┌─ Data to examine

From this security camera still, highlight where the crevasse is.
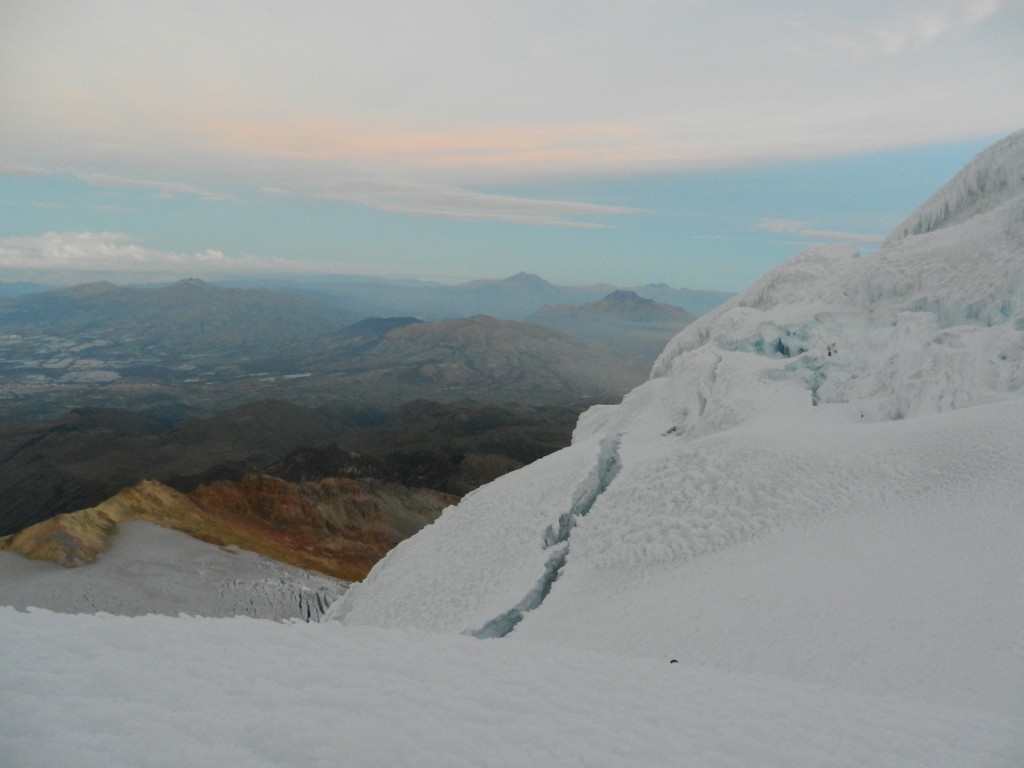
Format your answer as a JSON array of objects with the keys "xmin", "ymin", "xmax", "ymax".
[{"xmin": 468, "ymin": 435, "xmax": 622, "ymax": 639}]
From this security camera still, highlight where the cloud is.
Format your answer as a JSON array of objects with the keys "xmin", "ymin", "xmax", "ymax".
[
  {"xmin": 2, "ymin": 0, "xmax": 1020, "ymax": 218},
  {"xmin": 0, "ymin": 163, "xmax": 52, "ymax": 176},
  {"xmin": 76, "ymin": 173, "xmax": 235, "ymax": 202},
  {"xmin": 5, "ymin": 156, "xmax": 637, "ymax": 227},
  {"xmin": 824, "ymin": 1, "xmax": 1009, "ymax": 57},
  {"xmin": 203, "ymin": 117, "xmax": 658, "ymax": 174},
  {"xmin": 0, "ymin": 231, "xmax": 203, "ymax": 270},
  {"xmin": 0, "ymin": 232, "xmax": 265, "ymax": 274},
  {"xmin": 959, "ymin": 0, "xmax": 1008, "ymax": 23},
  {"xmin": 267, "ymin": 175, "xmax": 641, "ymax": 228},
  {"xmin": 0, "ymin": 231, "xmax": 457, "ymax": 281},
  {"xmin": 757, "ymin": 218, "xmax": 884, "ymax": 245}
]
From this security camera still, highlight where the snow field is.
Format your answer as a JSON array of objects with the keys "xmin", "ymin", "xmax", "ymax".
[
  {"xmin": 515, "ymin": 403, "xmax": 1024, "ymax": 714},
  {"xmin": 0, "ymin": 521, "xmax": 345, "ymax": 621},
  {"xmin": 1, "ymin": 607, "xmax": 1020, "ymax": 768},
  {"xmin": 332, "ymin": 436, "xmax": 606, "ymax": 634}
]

└─
┌─ Data to examine

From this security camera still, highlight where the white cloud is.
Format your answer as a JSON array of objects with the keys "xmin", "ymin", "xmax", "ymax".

└─
┌─ Data to examine

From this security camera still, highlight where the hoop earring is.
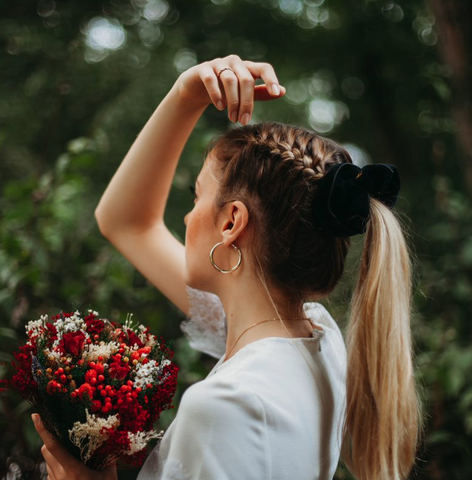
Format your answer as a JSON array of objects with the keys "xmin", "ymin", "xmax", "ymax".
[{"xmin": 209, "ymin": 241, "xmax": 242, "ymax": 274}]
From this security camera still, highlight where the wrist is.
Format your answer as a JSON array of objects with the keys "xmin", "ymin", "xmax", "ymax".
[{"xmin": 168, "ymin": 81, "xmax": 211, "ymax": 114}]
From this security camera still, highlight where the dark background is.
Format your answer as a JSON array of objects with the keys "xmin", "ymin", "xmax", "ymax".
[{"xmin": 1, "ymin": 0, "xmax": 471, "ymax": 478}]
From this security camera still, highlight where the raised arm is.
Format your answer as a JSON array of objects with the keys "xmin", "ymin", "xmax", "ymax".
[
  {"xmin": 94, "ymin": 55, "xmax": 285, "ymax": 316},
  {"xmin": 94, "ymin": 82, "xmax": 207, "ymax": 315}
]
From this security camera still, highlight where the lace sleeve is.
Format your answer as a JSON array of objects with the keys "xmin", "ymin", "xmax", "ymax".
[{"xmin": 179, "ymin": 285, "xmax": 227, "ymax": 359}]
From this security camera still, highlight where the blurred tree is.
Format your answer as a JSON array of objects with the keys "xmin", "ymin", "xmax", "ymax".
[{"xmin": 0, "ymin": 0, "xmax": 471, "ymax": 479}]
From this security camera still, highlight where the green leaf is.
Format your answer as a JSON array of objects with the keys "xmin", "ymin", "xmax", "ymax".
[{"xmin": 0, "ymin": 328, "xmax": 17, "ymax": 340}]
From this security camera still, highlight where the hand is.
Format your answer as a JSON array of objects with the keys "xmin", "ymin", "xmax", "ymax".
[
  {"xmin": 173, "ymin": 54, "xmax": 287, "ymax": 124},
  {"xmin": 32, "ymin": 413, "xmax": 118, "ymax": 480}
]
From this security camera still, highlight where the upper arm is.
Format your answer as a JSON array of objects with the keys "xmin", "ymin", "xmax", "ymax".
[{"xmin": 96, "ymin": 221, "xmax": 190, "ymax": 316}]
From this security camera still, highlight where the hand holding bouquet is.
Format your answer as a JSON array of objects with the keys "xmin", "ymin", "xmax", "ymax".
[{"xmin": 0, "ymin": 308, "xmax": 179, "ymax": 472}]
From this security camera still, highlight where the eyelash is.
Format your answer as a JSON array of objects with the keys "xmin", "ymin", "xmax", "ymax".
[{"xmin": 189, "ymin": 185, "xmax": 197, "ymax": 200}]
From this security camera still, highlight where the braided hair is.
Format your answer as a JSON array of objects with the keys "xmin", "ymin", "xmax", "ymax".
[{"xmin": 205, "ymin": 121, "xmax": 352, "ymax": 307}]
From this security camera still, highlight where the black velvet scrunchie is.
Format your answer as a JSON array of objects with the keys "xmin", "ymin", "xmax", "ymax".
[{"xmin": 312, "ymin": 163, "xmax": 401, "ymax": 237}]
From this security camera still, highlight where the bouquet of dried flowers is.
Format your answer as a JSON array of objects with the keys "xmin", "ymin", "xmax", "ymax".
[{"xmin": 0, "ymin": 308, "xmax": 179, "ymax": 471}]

└─

◆ What is being asked ◆
Wherever a line above contains the string "bouquet", copy that line.

◆ Written answer ◆
From this security camera still, highlight where the hand holding bouquet is.
From this security camera still, highlight where the bouquet of dried flowers is.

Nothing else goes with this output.